— Required action —
Return each of the entries below precisely as it appears.
┌──
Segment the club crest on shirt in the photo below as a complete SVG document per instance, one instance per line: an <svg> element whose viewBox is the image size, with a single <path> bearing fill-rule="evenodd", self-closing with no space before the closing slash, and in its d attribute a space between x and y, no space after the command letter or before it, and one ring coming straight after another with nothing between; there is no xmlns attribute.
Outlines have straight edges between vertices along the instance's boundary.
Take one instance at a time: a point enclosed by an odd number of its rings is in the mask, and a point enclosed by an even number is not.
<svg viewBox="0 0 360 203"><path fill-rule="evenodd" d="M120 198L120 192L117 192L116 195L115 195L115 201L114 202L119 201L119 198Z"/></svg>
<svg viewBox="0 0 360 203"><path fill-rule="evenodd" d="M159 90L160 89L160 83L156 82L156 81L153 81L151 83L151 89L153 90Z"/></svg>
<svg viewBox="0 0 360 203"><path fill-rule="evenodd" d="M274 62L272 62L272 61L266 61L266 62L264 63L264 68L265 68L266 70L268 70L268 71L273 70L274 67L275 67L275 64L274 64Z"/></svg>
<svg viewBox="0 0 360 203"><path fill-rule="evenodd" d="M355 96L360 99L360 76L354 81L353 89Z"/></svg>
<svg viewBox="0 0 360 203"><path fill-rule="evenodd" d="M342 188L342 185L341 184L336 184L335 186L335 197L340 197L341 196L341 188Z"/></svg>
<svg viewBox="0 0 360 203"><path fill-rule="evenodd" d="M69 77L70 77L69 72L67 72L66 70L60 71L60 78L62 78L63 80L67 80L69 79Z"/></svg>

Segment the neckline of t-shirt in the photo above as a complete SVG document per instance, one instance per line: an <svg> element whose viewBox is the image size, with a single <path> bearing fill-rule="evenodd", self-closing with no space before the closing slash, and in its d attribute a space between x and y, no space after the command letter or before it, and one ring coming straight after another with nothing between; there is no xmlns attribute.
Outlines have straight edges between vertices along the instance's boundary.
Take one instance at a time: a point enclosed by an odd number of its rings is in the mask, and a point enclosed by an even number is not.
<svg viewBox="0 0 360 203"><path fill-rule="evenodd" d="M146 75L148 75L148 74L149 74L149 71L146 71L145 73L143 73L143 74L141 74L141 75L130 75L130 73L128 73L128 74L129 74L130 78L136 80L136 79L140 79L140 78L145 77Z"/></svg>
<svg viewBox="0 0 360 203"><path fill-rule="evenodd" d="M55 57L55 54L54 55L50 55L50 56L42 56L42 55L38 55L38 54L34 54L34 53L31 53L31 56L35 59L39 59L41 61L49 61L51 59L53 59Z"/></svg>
└──
— Response below —
Segment the club crest on shirt in the photo below as a complete SVG document per instance, one instance per line: an <svg> element whose viewBox is the image size, with a single <path> bearing fill-rule="evenodd", self-closing with no space before the closing slash, and in its d attribute a space between x and y, no space after the command letter or before it, and one ring coming straight after another with nothing between; there is no xmlns attribute.
Outlines have straight edges between vertices along the instance's boundary.
Take one instance at a time: a point enclosed by an odd number of its rings is in the mask, and a point enclosed by an even number is not.
<svg viewBox="0 0 360 203"><path fill-rule="evenodd" d="M120 198L120 192L117 192L116 195L115 195L115 201L114 202L119 201L119 198Z"/></svg>
<svg viewBox="0 0 360 203"><path fill-rule="evenodd" d="M159 90L160 89L160 83L156 82L156 81L153 81L151 83L151 89L153 90Z"/></svg>
<svg viewBox="0 0 360 203"><path fill-rule="evenodd" d="M274 62L272 62L272 61L266 61L266 62L264 63L264 68L265 68L266 70L268 70L268 71L273 70L274 67L275 67L275 64L274 64Z"/></svg>
<svg viewBox="0 0 360 203"><path fill-rule="evenodd" d="M355 96L360 99L360 76L354 81L353 89Z"/></svg>
<svg viewBox="0 0 360 203"><path fill-rule="evenodd" d="M342 188L342 185L341 184L336 184L335 186L335 197L340 197L341 196L341 188Z"/></svg>
<svg viewBox="0 0 360 203"><path fill-rule="evenodd" d="M69 77L70 77L69 72L67 72L66 70L60 71L60 78L62 78L63 80L67 80L69 79Z"/></svg>

Segment the neckline of t-shirt in the photo above as a complete SVG document per instance, one instance per line: an <svg> element whose viewBox is the image size, with a single <path> bearing fill-rule="evenodd", self-closing with no space before the closing slash, and in its d attribute a space between x and y, no space after the command letter or before it, and one ring coming straight after another with nothing between; there is no xmlns attribute.
Outlines have straight edges between vertices along the instance's boundary.
Take one instance at a time: a point enclosed by an odd number of its rings is in the mask, and a point enclosed by an even number is not.
<svg viewBox="0 0 360 203"><path fill-rule="evenodd" d="M146 75L148 75L148 74L149 74L149 71L146 71L145 73L143 73L143 74L141 74L141 75L130 75L130 73L128 73L128 74L129 74L130 78L136 80L136 79L140 79L140 78L145 77Z"/></svg>
<svg viewBox="0 0 360 203"><path fill-rule="evenodd" d="M55 57L55 54L54 55L50 55L50 56L42 56L42 55L38 55L38 54L34 54L34 53L31 53L31 56L35 59L39 59L41 61L49 61L51 59L53 59Z"/></svg>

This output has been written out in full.